- WHAT THIS EXERCISE ASKS -
a) In the article on Italy's debt crisis, whose report said that Italy may be beyond the point of no return?
b) Duplicate the passage of the article on Italy's debt crisis starting with "Italian prime minister, Silvio" and going on through "Italy by the EU.".

- TEXT FOR ANALYSIS -
BEGIN

Debt crisis hits Eurozone’s third largest economy
“Italy may be beyond the point of no return”, a gloomy report by Barclays Capital said this week. “We doubt that Italian economic reforms alone will be sufficient to rehabilitate Italian credit and eliminate the possibility of a debilitating confidence crisis”. Then came the dramatic developments in Rome.
Italian prime minister, Silvio Berlusconi, has finally agreed to resign after losing his absolute majority in the lower house of parliament. Following months of intense pressure from the European Union, the IMF and the financial markets, abandoned by Confindustria (Italian employers’ federation), the Catholic Church, and finally members of his own government coalition and the party which he created (People of Freedom (PDL)), he has said that he will go – but only after implementing another round of austerity measures as demanded in yet another letter sent to Italy by the EU.

END

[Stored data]
BEGIN

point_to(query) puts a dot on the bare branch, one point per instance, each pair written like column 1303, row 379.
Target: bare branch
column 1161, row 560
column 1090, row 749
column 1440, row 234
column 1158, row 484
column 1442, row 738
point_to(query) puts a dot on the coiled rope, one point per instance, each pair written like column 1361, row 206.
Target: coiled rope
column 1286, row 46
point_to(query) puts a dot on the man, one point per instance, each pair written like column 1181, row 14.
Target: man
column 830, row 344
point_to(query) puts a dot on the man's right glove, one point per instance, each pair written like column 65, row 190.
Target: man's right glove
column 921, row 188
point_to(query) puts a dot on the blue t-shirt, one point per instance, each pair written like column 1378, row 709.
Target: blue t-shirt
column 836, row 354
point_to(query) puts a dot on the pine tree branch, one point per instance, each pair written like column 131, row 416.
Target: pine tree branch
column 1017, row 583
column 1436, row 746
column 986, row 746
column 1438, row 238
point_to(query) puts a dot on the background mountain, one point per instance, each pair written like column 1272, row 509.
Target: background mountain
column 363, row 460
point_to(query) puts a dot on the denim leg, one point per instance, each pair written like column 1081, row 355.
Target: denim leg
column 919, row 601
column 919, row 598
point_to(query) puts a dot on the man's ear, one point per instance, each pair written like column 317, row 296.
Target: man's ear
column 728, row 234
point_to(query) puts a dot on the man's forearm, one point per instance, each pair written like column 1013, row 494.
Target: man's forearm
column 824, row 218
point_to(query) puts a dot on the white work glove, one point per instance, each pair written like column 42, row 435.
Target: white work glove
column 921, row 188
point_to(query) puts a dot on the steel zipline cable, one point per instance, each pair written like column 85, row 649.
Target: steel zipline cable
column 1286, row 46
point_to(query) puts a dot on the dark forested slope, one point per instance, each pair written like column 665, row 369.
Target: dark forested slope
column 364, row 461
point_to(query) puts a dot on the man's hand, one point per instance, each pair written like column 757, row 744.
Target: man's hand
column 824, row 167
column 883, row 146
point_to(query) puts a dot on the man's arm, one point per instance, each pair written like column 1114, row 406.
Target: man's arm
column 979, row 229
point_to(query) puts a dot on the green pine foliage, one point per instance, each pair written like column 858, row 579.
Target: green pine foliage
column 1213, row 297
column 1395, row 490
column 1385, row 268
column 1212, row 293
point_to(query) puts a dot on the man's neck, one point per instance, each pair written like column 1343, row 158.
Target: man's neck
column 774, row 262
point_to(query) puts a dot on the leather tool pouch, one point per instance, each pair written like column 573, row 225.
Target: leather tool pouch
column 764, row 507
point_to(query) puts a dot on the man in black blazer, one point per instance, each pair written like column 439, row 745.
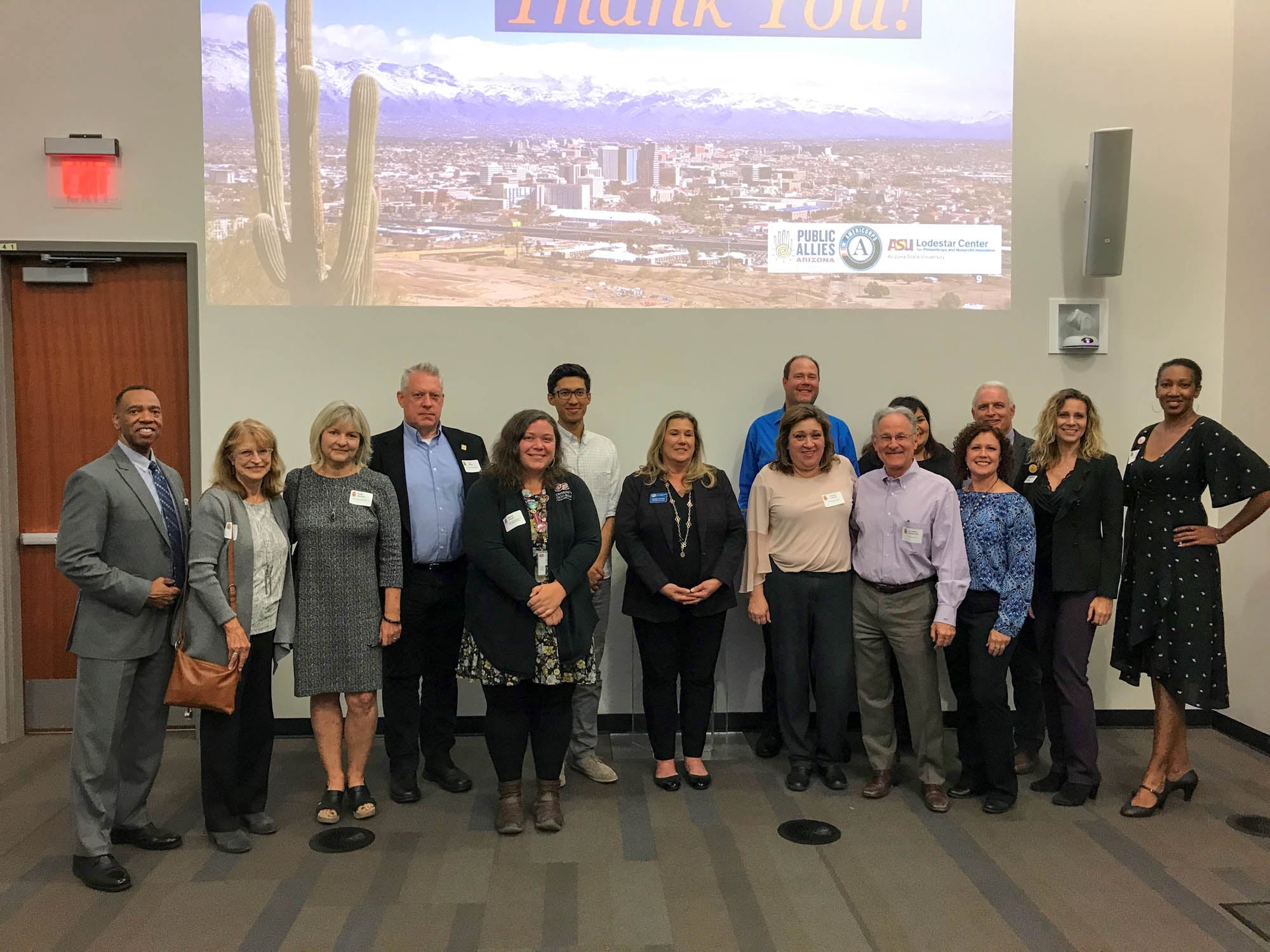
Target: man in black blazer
column 994, row 404
column 432, row 468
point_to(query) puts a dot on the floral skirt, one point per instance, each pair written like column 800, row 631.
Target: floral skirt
column 547, row 670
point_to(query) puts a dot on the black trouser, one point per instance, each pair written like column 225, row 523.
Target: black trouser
column 525, row 713
column 985, row 744
column 684, row 652
column 813, row 653
column 236, row 750
column 421, row 691
column 1029, row 719
column 1065, row 637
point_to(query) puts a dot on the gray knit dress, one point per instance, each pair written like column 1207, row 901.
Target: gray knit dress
column 345, row 555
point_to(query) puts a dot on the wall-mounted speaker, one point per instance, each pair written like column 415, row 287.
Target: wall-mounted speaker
column 1107, row 208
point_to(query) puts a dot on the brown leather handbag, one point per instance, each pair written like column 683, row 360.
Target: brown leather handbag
column 205, row 685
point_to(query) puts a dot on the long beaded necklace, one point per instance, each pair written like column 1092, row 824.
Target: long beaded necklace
column 688, row 530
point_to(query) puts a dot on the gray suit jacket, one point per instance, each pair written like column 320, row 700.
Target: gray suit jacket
column 209, row 605
column 112, row 544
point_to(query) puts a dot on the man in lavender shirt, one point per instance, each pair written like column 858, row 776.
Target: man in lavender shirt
column 911, row 569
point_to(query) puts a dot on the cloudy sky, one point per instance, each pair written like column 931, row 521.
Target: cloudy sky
column 962, row 69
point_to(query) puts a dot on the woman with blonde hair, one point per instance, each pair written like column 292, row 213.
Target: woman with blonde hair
column 1076, row 493
column 243, row 507
column 347, row 527
column 683, row 535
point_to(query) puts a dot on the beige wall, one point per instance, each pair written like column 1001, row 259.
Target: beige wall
column 134, row 72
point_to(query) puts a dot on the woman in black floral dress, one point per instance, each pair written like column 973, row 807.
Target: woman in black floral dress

END

- SOLUTIONS IN ORDER -
a) Barclays Capital

b)
Italian prime minister, Silvio Berlusconi, has finally agreed to resign after losing his absolute majority in the lower house of parliament. Following months of intense pressure from the European Union, the IMF and the financial markets, abandoned by Confindustria (Italian employers’ federation), the Catholic Church, and finally members of his own government coalition and the party which he created (People of Freedom (PDL)), he has said that he will go – but only after implementing another round of austerity measures as demanded in yet another letter sent to Italy by the EU.